***** Document segment *****

Region 3, ISS 1-8, 150 days.

Region 4, Soyuz 31, 140 days.

With large crews, you'd probably worry about outliers.

Are we discussing crews, or settlers?

Mars settlers do not need 100% bone density.

Settlers, obviously.  It's strange that you care less about their health.

I don't "care" less about their health per se. But early settlers of any pioneering environment necessarily accept higher risks. Compared to the other risks of doing this, the gravity stuff is just not that significant.

Also, I simply don't see why someone who will spend the rest of their life in 38% gravity lacking the bone density, muscle strength, etc. needed for 100% is necessarily a problem. The re-acclimation times you are talking about are for original performance *in Earth gravity*.

I don't have the adaptations (genetic/inborn or physiological/acquired) to function well in the high Andes or Tibet. But I don't see that lack as a health problem since I don't live there and have no reason to expect to ever do so.

the solution set is empty.

But you haven't evaluated or even listed potential solutions yet.  For 2039.

I pretty much did, and the set *is* empty.

Chemical: Isp far too low

Electric propulsion: too low thrust for 1 month journeys, without power production that isn't possible to develop and deploy by then.

***** Data provided *****

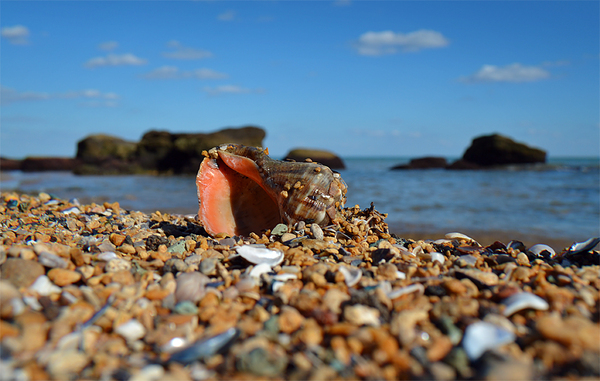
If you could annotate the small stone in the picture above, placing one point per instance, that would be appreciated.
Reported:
(44, 287)
(21, 272)
(359, 314)
(178, 248)
(286, 237)
(316, 231)
(290, 319)
(190, 286)
(63, 277)
(280, 229)
(117, 264)
(174, 265)
(208, 266)
(131, 330)
(117, 239)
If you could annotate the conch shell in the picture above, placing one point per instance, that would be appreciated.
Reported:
(242, 190)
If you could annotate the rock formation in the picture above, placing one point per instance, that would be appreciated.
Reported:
(158, 151)
(429, 162)
(320, 156)
(495, 150)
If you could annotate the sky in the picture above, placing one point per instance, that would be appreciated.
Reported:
(359, 78)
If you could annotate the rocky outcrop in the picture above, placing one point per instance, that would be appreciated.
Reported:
(497, 150)
(105, 154)
(157, 151)
(320, 156)
(182, 153)
(7, 164)
(429, 162)
(38, 164)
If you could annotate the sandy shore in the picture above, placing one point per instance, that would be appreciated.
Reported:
(96, 292)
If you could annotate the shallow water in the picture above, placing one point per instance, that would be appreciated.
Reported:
(558, 200)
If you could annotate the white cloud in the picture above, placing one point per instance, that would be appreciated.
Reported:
(17, 34)
(227, 16)
(515, 73)
(172, 72)
(9, 95)
(389, 42)
(230, 89)
(115, 60)
(108, 45)
(185, 53)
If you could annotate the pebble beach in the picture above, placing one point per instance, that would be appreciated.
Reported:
(95, 291)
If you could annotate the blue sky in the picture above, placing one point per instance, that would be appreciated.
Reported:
(360, 78)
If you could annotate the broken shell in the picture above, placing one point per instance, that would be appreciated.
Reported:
(352, 275)
(206, 348)
(580, 247)
(481, 336)
(258, 270)
(459, 236)
(258, 255)
(416, 287)
(522, 300)
(539, 250)
(242, 190)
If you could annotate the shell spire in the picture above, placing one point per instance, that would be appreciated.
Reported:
(242, 190)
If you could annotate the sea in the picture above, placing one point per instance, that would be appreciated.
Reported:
(558, 201)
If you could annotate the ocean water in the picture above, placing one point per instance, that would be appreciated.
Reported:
(559, 200)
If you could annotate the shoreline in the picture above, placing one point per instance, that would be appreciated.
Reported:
(95, 291)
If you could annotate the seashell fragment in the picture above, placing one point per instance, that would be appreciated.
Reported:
(259, 269)
(482, 336)
(242, 190)
(523, 300)
(459, 236)
(206, 348)
(581, 247)
(541, 250)
(258, 255)
(352, 275)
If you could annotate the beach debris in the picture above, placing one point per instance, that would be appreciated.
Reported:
(541, 250)
(352, 275)
(258, 255)
(582, 247)
(205, 348)
(482, 336)
(242, 190)
(459, 236)
(523, 300)
(156, 297)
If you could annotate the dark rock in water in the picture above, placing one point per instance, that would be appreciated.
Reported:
(463, 164)
(104, 154)
(38, 164)
(157, 152)
(34, 164)
(320, 156)
(182, 153)
(429, 162)
(7, 164)
(491, 150)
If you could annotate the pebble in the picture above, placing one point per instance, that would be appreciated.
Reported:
(95, 292)
(62, 277)
(21, 272)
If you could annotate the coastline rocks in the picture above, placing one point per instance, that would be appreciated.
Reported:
(182, 153)
(38, 164)
(320, 156)
(495, 149)
(429, 162)
(104, 154)
(157, 151)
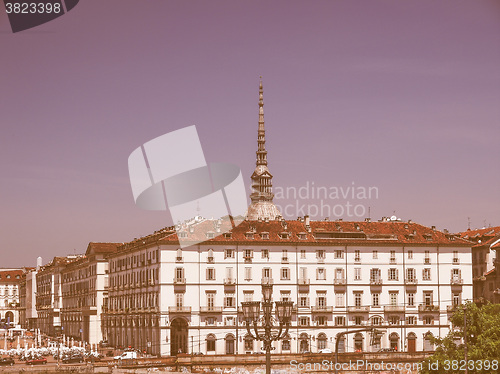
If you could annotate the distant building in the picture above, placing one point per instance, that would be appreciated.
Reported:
(9, 296)
(403, 277)
(485, 263)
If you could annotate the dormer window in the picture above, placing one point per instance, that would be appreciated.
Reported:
(284, 235)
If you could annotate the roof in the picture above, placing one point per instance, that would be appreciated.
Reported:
(278, 232)
(11, 275)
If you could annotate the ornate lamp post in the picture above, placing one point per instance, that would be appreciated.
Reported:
(267, 328)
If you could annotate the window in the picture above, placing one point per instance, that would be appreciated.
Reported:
(357, 299)
(428, 298)
(285, 273)
(375, 275)
(304, 321)
(411, 320)
(320, 274)
(411, 299)
(339, 300)
(357, 273)
(393, 274)
(357, 255)
(229, 301)
(248, 254)
(303, 301)
(248, 273)
(426, 274)
(393, 298)
(179, 300)
(210, 299)
(211, 342)
(248, 296)
(321, 320)
(210, 274)
(284, 256)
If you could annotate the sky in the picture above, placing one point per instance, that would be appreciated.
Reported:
(402, 97)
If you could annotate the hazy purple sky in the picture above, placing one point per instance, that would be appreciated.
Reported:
(404, 96)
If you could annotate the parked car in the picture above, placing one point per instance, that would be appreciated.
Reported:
(6, 361)
(72, 359)
(36, 361)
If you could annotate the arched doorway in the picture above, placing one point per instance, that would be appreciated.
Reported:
(229, 344)
(303, 343)
(358, 342)
(178, 336)
(394, 341)
(412, 342)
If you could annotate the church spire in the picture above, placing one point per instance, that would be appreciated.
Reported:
(262, 206)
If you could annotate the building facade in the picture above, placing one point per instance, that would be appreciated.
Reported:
(402, 277)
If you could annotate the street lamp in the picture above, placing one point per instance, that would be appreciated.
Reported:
(264, 327)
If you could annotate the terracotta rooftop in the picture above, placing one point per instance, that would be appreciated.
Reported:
(278, 232)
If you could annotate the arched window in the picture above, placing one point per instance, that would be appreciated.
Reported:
(211, 343)
(322, 341)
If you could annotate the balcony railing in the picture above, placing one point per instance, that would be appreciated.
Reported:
(428, 308)
(321, 309)
(179, 280)
(358, 309)
(394, 309)
(211, 309)
(179, 309)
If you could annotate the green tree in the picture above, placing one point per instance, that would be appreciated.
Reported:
(482, 332)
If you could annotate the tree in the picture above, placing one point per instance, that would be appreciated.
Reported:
(482, 332)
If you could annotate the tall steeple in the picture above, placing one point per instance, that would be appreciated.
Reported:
(262, 205)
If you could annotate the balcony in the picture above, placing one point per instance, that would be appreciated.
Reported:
(339, 281)
(179, 309)
(394, 309)
(211, 309)
(358, 309)
(428, 308)
(321, 309)
(179, 280)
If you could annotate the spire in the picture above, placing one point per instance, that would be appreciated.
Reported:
(262, 180)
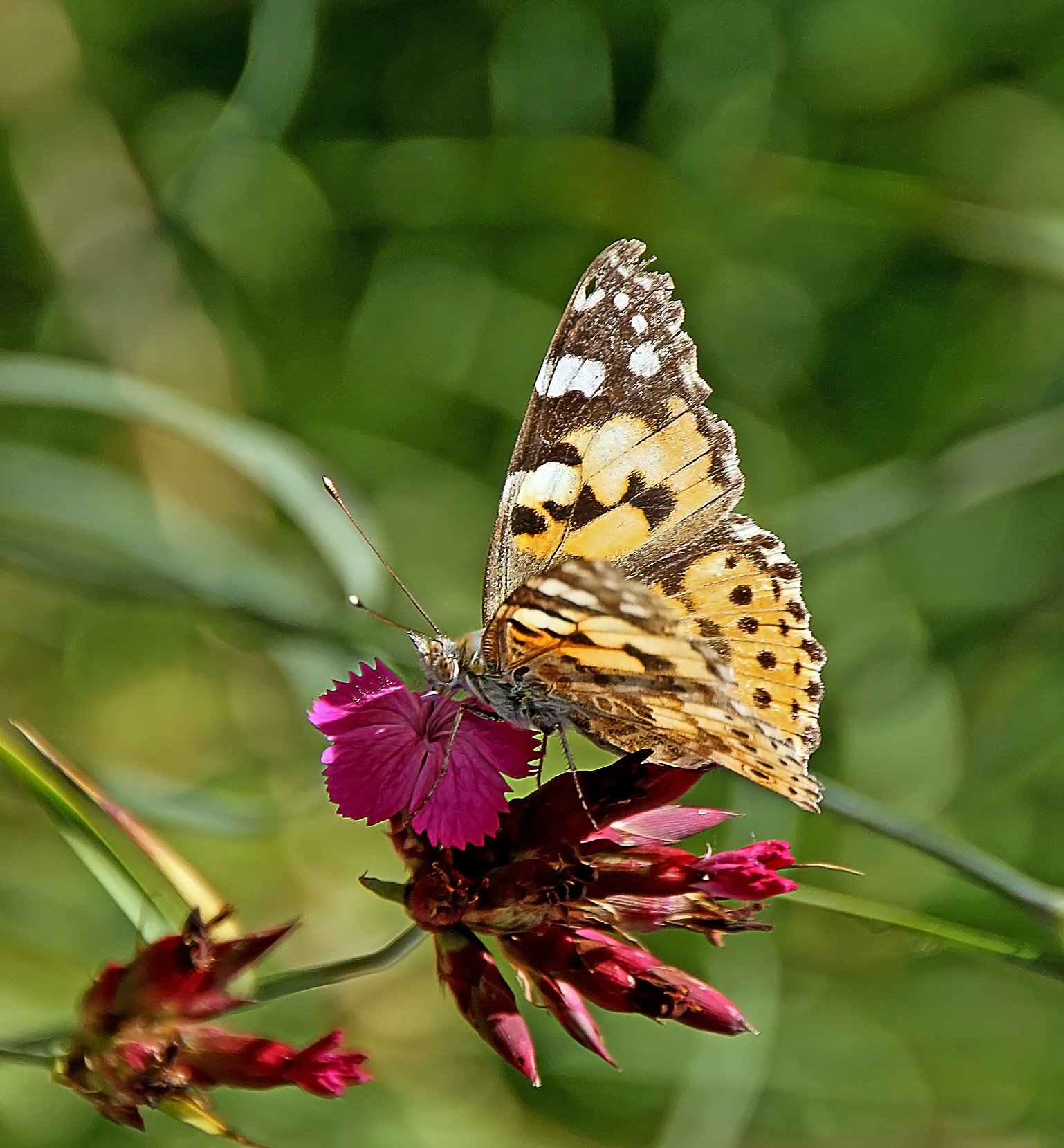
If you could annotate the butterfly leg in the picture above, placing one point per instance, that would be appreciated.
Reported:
(443, 768)
(569, 757)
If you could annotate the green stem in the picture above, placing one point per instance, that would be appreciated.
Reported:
(1045, 902)
(14, 1054)
(300, 981)
(946, 932)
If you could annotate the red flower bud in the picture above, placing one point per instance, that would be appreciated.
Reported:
(482, 996)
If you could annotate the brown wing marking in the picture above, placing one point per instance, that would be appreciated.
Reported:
(616, 447)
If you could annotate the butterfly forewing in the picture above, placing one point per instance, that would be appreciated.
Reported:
(618, 447)
(623, 595)
(637, 675)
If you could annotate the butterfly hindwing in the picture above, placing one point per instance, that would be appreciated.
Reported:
(635, 674)
(616, 448)
(623, 594)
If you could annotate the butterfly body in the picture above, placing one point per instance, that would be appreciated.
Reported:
(623, 596)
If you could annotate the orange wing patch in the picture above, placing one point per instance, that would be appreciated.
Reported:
(625, 665)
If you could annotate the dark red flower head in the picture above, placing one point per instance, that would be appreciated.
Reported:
(140, 1041)
(437, 760)
(562, 885)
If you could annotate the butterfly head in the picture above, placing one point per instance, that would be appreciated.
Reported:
(440, 660)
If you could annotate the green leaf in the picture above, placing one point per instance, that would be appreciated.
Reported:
(153, 885)
(278, 464)
(942, 933)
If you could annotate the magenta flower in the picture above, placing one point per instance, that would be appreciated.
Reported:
(562, 897)
(437, 761)
(750, 874)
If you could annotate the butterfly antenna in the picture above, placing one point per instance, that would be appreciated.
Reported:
(569, 757)
(334, 494)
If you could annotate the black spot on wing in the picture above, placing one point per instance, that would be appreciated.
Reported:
(657, 503)
(558, 511)
(526, 520)
(562, 453)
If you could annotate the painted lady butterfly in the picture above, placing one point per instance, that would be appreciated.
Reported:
(623, 596)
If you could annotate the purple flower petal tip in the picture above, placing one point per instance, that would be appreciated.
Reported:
(439, 760)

*****

Directions
1. In the Mars settlement discussion above, why is chemical propulsion ruled out?
2. Write the next part of the Mars settlement discussion, picking up after its last sentence.

Exercise responses
1. Its Isp is far too low.

2.
Sail propulsion: *way* too low thrust, without ridiculous lasers that couldn't possibly be built by then

Nuclear thermal: options that could exist by 2039 (like DRACO or a hypothetical revived NERVA) have far too low Isp. Options that might have sufficient Isp (open-cycle gas core) can't be developed by 2039.
 
Exotic propulsion (nuclear-salt-water rocket): can't be developed by then

The incredibly short time span makes it impossible. Even with free braking, you don't have the delta v.

The only thing that could possibly be developed in 15 years with sufficient thrust and Isp is nuclear pulse, which is impossible in that timeline for non-technical reasons (cost and politics).
« Last Edit: 02/14/2024 06:59 pm by Vultur »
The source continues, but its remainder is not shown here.